Your task: Your answer must consist of the lines running from the one that holds "det: scoreboard" to the end of the data, copied exactly.

#####

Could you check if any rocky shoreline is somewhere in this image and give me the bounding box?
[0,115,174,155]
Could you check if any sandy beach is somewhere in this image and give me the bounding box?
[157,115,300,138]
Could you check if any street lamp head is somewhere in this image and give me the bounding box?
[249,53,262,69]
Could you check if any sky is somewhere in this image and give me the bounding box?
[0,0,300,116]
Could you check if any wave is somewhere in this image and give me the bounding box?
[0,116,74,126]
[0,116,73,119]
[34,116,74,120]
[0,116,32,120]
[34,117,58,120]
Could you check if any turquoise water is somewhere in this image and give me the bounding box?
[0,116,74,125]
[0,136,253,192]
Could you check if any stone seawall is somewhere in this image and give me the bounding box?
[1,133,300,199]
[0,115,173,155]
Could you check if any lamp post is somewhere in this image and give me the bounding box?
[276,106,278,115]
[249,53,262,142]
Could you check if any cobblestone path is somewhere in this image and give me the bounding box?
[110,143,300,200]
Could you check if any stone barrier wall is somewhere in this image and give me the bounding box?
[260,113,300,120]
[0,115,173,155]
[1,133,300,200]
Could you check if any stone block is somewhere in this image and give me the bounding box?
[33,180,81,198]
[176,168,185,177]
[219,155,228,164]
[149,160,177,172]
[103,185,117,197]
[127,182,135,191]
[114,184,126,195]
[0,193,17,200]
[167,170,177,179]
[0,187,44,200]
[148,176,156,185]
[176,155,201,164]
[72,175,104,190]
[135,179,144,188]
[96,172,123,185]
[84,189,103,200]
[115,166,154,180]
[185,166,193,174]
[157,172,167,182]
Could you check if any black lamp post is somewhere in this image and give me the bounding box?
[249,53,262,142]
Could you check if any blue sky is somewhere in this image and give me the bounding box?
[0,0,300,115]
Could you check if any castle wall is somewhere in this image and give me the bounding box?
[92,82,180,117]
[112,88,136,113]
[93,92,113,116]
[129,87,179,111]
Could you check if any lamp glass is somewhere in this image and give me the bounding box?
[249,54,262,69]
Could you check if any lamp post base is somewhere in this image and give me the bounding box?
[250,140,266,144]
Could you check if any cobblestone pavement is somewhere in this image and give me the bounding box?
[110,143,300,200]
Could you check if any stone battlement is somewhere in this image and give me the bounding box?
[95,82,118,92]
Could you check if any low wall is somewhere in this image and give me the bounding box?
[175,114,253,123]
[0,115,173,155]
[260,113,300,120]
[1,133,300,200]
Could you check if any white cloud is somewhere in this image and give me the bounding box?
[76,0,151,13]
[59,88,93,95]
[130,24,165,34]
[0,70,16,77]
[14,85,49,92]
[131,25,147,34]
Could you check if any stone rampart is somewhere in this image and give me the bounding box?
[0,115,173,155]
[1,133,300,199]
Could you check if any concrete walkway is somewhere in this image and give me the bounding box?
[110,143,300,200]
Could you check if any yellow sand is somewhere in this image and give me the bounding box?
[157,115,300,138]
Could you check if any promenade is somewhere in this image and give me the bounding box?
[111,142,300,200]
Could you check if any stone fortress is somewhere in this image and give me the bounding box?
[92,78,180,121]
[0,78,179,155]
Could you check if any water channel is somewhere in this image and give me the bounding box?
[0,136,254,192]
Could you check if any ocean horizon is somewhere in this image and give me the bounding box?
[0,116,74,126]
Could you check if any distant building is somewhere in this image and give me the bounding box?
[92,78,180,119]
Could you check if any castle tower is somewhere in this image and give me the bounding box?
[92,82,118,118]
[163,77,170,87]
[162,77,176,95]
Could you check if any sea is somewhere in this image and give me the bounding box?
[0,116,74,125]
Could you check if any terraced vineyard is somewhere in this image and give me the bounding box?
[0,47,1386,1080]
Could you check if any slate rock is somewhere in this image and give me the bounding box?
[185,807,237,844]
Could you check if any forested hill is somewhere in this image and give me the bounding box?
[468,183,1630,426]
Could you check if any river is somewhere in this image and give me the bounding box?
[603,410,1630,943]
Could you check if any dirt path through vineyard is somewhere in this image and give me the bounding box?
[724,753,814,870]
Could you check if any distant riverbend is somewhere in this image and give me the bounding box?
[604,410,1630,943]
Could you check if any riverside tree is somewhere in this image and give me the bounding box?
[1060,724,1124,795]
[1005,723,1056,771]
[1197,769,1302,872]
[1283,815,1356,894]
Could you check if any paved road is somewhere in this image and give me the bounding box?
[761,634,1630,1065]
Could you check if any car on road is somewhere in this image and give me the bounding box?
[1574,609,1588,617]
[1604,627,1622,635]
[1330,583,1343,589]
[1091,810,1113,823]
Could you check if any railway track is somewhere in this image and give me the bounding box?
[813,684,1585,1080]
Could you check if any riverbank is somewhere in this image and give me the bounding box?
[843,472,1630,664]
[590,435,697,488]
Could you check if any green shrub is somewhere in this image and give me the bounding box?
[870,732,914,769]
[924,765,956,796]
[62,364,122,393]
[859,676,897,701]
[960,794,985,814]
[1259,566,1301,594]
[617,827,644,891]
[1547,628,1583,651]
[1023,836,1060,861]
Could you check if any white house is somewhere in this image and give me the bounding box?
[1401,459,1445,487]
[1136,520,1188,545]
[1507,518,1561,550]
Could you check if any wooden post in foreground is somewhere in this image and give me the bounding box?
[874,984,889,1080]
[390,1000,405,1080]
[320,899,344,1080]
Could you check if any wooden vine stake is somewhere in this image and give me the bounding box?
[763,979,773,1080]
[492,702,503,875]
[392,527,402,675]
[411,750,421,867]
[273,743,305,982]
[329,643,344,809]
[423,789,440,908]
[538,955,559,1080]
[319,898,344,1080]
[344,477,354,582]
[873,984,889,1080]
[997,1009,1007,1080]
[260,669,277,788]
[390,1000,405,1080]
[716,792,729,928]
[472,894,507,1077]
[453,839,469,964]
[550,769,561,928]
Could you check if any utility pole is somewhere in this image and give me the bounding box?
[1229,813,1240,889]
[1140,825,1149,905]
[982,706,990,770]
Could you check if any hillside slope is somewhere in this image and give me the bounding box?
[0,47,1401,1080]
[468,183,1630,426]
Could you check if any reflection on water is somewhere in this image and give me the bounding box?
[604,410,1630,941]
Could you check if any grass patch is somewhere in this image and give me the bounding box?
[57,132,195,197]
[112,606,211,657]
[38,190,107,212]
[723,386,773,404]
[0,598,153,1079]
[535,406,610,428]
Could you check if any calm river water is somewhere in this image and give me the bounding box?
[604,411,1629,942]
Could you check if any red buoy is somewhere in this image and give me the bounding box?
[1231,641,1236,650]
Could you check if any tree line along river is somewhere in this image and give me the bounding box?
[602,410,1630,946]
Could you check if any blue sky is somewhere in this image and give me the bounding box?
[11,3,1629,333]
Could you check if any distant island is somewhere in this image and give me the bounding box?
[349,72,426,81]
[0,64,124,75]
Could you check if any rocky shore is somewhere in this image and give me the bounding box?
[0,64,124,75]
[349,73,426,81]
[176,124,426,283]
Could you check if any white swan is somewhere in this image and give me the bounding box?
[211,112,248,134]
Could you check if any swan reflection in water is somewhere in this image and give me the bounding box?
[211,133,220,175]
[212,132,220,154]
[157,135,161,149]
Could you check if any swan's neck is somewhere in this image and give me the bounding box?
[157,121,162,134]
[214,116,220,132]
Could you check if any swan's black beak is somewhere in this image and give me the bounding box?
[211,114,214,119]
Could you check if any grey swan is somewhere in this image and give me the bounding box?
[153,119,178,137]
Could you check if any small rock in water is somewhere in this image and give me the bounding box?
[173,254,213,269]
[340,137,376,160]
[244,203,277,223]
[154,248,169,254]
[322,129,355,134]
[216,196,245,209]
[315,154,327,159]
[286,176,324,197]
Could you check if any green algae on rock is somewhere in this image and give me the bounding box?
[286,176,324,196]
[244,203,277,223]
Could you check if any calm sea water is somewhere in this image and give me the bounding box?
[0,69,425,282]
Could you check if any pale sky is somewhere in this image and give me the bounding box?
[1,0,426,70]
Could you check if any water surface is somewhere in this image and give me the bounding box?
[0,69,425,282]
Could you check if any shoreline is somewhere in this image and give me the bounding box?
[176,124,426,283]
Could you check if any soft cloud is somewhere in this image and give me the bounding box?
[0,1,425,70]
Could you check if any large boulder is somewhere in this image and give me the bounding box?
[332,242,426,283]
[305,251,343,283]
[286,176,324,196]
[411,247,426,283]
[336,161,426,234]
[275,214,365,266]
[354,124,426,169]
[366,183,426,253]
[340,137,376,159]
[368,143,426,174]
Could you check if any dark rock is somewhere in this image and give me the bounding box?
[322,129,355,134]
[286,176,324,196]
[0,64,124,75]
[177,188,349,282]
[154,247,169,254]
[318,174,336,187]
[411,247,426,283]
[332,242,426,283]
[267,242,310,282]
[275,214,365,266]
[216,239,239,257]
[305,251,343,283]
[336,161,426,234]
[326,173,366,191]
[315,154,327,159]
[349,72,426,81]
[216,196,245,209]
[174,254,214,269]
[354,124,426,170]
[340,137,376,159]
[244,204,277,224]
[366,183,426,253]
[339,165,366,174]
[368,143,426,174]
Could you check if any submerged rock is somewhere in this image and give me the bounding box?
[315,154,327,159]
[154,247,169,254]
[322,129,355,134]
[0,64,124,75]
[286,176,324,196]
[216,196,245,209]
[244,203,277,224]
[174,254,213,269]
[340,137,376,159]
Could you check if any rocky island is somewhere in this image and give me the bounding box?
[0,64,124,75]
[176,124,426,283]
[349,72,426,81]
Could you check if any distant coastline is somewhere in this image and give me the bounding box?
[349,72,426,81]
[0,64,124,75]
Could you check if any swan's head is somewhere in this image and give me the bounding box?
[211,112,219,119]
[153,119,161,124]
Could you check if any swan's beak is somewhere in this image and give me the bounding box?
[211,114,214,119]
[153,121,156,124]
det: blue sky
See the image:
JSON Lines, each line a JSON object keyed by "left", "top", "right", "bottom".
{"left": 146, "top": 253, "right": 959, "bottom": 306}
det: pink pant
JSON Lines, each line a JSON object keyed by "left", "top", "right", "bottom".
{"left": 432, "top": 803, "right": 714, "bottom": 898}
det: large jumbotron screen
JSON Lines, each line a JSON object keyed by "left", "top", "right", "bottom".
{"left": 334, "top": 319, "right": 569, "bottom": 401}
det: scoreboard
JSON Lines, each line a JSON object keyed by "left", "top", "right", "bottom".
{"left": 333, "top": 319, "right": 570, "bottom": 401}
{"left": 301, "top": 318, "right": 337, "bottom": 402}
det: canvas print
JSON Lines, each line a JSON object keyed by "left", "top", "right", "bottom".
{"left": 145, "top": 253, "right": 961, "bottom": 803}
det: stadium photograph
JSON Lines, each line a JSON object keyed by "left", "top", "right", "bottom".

#####

Solution below:
det: scoreboard
JSON Lines, each line a JSON object keyed by "left", "top", "right", "bottom".
{"left": 333, "top": 319, "right": 570, "bottom": 401}
{"left": 301, "top": 318, "right": 337, "bottom": 402}
det: canvas print
JSON Lines, each line a JSON object keyed by "left", "top", "right", "bottom".
{"left": 145, "top": 253, "right": 961, "bottom": 803}
det: stadium photograph
JSON Lines, each line a JSON object keyed by "left", "top", "right", "bottom".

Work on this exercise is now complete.